Exercise instructions
Locate the word "field" in the entries below, then gather every line that holds it.

(Beginning of Listed records)

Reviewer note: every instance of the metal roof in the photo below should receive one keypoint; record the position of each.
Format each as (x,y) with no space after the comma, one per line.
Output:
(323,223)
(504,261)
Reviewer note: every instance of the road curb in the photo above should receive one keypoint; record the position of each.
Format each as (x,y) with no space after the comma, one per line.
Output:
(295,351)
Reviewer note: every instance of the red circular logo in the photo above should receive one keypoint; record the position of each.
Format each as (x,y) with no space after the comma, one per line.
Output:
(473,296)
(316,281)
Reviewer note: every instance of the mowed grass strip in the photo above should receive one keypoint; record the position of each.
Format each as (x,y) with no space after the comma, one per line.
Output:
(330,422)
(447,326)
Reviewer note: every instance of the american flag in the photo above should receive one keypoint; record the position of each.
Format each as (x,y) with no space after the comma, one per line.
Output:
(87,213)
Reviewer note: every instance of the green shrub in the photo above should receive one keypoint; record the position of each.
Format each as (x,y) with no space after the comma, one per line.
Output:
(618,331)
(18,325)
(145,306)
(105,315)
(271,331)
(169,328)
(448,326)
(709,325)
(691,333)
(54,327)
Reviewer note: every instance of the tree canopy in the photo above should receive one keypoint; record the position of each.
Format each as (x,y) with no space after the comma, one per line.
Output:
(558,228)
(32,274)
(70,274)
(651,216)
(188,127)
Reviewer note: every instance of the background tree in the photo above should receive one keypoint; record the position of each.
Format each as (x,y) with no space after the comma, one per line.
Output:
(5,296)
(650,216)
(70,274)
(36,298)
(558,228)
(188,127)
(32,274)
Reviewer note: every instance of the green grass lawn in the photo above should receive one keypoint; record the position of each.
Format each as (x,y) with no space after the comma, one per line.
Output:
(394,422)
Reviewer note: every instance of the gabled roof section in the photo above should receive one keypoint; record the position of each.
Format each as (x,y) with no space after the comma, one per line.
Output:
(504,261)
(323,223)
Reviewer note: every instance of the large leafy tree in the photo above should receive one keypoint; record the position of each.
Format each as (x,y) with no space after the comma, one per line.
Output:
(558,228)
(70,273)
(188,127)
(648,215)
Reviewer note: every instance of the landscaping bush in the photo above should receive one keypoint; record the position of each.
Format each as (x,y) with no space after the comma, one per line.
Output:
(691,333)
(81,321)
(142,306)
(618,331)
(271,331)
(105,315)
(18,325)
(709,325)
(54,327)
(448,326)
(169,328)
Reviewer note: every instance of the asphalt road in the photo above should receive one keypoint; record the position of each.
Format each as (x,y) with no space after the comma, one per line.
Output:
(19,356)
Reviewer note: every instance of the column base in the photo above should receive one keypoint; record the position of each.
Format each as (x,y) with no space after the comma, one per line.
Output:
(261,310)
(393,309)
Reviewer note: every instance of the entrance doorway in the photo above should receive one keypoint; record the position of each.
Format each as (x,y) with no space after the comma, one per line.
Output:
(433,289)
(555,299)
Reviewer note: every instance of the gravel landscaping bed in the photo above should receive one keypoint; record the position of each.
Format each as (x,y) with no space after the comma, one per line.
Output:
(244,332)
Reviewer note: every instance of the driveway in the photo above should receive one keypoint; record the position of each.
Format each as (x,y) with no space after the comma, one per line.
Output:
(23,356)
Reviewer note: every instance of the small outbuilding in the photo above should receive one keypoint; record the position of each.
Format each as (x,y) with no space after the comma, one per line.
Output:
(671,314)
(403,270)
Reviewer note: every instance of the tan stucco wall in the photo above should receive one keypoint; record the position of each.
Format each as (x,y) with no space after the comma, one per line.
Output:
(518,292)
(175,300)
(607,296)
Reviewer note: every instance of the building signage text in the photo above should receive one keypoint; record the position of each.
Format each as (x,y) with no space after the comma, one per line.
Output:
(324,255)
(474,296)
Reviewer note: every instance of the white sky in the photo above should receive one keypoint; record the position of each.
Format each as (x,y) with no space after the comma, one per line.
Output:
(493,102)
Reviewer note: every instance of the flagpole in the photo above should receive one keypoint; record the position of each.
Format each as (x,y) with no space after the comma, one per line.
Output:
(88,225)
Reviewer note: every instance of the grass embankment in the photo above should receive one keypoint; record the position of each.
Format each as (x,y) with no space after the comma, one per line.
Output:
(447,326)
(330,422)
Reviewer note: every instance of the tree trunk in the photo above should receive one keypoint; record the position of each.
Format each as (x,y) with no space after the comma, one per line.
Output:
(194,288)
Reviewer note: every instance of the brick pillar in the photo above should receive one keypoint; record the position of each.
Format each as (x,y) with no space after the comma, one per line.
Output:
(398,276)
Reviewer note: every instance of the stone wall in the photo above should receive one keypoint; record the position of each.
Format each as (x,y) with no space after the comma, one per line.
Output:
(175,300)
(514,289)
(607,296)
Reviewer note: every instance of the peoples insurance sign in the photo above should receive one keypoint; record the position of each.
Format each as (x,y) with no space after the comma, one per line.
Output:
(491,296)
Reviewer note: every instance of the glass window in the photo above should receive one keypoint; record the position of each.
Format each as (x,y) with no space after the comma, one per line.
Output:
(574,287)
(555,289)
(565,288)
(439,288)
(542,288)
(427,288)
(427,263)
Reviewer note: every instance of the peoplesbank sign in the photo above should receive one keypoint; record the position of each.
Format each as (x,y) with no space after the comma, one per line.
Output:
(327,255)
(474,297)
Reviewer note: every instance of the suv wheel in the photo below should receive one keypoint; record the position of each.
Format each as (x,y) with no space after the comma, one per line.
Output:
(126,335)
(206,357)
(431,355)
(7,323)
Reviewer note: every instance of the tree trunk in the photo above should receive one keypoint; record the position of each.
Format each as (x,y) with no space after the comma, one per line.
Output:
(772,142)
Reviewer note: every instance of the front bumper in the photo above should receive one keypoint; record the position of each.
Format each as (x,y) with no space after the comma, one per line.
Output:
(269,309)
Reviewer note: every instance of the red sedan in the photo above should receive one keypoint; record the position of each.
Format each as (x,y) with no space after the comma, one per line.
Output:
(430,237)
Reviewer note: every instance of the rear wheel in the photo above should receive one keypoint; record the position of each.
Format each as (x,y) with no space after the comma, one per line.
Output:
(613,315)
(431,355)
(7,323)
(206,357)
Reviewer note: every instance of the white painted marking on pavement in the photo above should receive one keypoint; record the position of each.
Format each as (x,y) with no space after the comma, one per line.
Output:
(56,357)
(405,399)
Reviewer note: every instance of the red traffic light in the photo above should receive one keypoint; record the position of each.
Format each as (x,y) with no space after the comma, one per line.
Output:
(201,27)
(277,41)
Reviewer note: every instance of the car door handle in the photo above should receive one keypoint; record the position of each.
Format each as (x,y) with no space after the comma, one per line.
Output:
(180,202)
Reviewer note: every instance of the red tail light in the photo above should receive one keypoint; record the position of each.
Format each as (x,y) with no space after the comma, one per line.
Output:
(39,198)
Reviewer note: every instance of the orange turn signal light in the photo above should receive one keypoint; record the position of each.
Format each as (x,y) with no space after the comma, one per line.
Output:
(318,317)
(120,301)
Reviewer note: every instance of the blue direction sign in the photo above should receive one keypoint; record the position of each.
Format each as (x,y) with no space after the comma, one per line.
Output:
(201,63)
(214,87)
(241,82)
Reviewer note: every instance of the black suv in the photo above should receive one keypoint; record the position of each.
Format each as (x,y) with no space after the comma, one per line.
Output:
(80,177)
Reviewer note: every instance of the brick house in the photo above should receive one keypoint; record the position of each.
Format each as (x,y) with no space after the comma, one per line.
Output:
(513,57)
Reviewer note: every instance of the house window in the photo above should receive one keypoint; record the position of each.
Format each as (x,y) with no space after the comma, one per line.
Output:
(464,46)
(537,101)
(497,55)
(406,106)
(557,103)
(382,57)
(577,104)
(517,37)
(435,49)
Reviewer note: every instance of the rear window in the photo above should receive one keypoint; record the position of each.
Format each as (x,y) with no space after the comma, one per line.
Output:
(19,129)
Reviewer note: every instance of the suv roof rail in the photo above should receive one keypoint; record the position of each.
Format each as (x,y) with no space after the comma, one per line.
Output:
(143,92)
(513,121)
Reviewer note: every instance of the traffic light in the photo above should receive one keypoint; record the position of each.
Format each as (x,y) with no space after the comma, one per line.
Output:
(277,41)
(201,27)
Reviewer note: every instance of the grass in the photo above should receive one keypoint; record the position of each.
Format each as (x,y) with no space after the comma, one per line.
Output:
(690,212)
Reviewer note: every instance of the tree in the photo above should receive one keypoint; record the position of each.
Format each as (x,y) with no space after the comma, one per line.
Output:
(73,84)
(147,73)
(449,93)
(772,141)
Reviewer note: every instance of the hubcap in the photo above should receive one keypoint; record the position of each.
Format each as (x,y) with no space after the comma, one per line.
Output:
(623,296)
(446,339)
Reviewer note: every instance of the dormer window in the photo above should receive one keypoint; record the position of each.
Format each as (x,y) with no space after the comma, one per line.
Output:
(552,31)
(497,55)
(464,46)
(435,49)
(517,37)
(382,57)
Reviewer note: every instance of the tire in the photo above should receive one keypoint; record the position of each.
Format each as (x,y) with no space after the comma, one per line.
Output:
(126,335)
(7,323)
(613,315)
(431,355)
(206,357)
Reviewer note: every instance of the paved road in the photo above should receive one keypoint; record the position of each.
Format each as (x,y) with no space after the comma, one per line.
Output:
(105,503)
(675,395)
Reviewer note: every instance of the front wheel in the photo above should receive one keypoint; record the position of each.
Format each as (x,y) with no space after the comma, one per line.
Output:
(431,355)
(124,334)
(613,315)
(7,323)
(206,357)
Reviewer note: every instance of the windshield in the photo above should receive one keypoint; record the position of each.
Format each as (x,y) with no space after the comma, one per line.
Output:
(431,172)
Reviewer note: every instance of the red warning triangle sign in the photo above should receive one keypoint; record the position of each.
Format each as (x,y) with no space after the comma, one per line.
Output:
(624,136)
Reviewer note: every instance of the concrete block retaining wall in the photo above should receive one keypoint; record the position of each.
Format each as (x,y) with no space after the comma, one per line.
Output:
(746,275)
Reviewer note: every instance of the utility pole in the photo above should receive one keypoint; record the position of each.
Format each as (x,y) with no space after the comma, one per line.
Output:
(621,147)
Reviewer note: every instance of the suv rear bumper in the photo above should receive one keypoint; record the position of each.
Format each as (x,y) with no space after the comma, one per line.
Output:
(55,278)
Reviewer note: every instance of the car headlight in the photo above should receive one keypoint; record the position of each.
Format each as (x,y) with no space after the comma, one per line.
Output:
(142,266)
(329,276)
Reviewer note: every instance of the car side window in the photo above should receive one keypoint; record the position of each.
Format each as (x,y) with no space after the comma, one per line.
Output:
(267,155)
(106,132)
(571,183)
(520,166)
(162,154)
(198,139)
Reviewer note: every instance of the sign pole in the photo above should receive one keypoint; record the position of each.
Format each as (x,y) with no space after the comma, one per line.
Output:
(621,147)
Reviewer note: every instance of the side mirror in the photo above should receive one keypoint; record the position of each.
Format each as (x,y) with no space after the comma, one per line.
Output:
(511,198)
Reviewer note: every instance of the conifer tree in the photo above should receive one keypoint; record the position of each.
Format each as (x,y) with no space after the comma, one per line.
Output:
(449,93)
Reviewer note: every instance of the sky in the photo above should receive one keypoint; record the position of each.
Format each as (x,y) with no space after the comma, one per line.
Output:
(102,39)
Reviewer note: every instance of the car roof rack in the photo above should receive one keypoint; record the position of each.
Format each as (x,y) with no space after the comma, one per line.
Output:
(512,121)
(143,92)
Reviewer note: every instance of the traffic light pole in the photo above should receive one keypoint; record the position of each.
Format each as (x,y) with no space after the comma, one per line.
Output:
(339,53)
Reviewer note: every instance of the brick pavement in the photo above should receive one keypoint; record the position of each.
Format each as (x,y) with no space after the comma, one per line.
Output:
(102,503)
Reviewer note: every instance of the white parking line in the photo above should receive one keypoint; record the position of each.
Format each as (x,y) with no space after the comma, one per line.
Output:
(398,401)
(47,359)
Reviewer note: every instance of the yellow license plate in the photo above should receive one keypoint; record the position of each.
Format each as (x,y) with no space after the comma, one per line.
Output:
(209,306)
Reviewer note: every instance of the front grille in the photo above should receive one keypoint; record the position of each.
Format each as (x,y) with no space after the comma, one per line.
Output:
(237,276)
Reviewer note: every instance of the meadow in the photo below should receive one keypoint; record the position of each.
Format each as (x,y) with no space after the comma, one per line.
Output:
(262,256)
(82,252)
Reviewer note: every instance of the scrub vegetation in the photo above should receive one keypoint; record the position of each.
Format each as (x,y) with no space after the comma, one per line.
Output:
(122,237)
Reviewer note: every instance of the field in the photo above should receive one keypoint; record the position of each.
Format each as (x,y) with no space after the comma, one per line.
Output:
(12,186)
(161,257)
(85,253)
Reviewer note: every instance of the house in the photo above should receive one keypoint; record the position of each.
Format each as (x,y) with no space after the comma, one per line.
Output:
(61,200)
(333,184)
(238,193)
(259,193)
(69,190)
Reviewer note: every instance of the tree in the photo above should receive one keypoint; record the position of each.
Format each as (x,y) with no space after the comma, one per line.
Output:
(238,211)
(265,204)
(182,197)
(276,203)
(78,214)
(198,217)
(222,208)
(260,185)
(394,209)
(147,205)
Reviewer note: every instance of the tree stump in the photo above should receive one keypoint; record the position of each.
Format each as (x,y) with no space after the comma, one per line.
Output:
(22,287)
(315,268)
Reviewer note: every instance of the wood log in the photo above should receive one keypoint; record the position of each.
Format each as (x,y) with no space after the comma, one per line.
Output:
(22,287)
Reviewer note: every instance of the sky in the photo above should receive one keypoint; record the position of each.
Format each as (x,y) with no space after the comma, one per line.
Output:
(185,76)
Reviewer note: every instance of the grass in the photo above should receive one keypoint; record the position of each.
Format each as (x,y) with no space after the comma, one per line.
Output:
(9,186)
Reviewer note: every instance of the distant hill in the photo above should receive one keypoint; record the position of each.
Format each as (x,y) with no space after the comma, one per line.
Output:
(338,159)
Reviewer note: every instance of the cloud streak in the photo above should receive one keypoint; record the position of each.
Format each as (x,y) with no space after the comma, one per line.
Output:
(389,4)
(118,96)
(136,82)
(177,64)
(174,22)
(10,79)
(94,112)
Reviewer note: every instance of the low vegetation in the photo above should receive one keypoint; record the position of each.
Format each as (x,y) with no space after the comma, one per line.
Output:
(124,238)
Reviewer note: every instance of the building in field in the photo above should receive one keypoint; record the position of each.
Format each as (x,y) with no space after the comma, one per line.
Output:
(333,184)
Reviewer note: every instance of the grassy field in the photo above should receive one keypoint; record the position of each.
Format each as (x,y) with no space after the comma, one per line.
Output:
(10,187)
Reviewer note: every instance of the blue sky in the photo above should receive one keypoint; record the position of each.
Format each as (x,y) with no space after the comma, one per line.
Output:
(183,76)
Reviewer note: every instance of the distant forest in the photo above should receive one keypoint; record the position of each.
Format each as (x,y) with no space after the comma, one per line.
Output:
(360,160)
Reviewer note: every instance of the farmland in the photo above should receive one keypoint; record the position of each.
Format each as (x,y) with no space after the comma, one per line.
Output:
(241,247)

(End of Listed records)

The answer
Reviewer note: every instance of the field in the photo above should receive one keypoint; record the position of each.
Reviewer note: every instance of the building in field in the photo above should receive one keypoint; record the position of each.
Reviewer note: every instance of the grassy field in the photo above should receive one keypoint; record the position of each.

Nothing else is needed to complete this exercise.